▶ _Required action_
For the entries presented below, indicate the number of lines that include the word "exact", adding nothing else.

▶ _Stored records_
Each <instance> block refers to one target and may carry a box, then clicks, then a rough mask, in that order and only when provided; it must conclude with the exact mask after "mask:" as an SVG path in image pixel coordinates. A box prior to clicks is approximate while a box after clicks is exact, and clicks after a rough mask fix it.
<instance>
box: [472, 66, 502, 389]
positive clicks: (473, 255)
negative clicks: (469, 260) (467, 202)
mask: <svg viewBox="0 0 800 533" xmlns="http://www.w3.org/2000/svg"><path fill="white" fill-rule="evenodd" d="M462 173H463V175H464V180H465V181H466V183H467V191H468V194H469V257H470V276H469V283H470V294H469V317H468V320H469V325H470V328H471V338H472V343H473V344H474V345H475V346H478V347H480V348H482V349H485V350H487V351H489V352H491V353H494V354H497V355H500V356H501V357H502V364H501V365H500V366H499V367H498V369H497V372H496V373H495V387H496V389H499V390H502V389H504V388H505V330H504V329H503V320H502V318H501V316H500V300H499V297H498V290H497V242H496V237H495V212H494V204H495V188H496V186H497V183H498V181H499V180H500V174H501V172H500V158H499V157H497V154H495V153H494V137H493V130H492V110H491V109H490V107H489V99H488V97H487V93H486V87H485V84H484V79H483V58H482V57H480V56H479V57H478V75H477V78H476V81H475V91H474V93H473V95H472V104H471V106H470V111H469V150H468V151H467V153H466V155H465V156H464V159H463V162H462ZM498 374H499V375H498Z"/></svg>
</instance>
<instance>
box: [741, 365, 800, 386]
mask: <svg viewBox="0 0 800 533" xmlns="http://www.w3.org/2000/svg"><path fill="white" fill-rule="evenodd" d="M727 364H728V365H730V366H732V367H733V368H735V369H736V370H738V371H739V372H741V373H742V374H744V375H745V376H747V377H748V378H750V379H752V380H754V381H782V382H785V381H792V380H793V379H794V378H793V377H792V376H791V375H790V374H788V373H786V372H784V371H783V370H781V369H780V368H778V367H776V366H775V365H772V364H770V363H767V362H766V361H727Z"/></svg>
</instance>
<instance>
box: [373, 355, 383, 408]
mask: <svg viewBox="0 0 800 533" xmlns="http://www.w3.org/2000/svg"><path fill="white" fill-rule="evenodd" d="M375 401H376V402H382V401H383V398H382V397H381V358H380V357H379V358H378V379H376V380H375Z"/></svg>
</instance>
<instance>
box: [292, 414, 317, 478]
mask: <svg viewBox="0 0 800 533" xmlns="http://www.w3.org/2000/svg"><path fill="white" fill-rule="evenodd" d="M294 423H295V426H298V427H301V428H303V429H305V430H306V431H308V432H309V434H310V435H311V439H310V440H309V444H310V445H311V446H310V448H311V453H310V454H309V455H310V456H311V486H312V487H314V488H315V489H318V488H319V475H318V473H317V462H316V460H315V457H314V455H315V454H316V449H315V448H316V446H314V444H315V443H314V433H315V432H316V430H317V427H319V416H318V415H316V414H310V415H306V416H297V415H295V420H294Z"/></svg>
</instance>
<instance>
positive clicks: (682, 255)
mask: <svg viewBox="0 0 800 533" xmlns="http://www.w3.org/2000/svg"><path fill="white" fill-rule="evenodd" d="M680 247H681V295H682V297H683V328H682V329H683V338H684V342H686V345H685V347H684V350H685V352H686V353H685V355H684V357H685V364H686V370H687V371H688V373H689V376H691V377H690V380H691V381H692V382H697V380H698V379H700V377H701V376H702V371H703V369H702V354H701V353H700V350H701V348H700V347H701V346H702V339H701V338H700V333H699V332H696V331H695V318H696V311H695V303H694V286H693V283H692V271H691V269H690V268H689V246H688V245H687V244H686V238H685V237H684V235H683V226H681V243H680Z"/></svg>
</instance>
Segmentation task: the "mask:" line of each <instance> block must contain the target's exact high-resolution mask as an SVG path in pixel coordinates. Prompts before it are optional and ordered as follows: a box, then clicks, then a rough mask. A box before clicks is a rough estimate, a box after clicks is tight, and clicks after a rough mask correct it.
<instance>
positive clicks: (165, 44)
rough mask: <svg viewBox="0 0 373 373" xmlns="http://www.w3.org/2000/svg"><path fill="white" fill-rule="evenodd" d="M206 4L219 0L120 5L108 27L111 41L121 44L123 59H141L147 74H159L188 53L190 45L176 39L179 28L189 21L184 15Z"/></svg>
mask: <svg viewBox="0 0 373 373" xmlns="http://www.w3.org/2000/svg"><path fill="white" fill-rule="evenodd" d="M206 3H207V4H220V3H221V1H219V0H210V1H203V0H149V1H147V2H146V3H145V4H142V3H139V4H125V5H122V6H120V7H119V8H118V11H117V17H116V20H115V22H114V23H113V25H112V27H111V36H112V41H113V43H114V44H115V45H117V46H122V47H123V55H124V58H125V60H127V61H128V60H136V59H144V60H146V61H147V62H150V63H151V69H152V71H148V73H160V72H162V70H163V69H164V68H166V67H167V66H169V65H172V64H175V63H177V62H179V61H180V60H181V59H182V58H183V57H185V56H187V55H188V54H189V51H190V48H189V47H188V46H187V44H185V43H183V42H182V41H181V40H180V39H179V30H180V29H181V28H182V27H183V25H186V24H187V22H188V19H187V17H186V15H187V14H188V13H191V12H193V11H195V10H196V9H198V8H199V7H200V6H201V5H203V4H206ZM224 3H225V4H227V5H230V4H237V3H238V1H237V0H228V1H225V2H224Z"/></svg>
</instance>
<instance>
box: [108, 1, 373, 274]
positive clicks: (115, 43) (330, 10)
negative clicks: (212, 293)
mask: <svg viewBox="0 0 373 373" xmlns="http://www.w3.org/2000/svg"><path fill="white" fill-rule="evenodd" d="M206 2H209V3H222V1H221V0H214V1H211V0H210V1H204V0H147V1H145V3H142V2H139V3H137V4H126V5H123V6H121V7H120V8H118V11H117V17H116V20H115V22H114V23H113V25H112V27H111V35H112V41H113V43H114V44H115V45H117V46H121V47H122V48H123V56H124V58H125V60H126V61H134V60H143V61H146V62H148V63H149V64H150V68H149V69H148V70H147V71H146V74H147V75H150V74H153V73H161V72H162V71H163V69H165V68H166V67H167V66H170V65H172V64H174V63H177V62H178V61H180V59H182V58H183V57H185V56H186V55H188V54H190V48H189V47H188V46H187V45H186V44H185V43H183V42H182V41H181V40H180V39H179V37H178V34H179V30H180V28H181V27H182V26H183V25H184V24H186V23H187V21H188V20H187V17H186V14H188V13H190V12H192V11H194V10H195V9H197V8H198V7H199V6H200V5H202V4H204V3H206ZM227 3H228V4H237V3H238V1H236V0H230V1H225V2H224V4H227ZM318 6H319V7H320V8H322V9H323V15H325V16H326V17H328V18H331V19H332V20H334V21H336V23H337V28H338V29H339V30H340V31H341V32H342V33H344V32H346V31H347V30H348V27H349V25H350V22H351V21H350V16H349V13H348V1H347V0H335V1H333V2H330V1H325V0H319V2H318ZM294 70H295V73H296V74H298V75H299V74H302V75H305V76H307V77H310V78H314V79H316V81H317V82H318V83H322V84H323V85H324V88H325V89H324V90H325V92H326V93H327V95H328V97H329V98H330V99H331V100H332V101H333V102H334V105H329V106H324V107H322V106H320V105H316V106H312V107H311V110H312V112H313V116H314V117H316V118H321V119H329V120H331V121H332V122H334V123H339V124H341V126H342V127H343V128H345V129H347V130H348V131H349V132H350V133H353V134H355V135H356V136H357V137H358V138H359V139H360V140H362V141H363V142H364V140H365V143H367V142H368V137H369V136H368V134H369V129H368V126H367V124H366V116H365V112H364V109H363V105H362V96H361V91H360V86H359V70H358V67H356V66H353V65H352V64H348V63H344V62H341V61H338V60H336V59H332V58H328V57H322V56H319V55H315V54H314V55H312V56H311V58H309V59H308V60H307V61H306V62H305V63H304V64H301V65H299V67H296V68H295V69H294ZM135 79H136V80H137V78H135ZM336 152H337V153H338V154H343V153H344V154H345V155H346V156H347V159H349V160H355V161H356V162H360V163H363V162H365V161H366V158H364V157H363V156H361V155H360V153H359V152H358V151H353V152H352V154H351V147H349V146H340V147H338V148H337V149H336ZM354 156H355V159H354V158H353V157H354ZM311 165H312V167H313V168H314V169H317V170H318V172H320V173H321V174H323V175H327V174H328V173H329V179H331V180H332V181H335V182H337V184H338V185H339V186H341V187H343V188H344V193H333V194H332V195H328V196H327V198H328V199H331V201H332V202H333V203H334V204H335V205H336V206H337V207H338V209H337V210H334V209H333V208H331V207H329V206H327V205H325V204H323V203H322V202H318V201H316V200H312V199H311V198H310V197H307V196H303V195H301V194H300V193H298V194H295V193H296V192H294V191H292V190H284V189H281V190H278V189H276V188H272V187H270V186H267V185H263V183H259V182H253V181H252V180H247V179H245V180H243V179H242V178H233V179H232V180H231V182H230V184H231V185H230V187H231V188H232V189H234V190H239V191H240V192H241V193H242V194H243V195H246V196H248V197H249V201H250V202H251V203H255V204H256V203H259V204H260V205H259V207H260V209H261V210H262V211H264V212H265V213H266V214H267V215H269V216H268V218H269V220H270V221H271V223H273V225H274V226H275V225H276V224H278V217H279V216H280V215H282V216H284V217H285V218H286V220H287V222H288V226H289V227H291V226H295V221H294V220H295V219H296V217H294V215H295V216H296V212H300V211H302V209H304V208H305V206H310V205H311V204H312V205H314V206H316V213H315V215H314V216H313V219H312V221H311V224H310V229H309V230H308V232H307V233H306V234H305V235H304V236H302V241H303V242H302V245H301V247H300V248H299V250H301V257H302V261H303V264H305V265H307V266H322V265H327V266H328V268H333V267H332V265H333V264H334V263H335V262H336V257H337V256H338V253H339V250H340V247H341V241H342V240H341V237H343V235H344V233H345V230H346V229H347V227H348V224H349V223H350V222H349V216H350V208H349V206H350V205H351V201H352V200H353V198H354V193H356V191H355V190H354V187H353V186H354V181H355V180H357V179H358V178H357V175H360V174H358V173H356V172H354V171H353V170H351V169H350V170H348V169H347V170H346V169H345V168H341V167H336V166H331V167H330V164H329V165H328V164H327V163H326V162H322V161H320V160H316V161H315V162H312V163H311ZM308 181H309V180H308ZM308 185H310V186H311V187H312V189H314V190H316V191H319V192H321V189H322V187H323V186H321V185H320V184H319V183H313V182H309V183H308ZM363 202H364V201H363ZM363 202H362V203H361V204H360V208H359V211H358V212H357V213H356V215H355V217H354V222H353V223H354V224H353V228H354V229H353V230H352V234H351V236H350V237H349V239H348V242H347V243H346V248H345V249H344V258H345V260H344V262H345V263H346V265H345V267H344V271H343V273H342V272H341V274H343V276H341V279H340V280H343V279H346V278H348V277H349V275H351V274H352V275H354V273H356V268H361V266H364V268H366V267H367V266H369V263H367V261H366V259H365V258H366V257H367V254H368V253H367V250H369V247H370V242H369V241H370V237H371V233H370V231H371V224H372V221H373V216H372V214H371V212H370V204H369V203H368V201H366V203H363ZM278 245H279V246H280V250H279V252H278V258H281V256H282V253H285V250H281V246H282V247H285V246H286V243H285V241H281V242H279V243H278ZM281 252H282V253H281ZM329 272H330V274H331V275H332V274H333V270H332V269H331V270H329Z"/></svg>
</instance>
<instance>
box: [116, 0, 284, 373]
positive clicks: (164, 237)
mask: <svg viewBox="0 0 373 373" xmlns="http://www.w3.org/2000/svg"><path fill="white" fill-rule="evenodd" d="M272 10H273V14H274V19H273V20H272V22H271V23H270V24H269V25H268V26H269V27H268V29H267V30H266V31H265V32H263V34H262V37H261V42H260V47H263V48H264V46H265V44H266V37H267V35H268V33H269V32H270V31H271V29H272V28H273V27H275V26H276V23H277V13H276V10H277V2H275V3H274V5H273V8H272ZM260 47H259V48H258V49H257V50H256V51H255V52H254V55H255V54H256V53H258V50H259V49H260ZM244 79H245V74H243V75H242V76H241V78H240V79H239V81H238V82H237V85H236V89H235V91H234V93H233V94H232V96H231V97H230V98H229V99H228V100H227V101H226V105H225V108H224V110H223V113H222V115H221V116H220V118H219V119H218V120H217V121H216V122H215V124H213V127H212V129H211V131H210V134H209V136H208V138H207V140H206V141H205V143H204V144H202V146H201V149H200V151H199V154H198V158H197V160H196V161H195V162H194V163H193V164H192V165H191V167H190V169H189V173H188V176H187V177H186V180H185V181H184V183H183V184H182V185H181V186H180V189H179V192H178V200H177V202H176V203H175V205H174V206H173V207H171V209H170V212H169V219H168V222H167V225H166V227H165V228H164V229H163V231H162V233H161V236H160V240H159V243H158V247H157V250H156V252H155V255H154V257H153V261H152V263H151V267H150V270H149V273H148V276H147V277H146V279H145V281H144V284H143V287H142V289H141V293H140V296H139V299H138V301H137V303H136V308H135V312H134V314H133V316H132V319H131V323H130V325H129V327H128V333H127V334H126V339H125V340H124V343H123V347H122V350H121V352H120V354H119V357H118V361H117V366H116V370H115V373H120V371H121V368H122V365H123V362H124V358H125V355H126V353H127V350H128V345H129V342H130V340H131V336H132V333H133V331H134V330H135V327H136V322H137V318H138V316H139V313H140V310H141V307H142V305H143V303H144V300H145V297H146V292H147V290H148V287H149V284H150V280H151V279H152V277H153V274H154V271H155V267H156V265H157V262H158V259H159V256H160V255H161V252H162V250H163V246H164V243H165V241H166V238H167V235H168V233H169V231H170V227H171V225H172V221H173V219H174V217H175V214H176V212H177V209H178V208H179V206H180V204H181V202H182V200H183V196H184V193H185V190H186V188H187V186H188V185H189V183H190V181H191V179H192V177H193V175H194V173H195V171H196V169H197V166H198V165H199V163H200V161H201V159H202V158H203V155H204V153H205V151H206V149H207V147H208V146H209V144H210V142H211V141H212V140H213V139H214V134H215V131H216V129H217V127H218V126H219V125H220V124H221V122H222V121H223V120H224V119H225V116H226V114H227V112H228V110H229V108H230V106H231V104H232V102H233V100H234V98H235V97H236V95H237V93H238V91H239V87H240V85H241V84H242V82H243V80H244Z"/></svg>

▶ _Solution to the problem_
2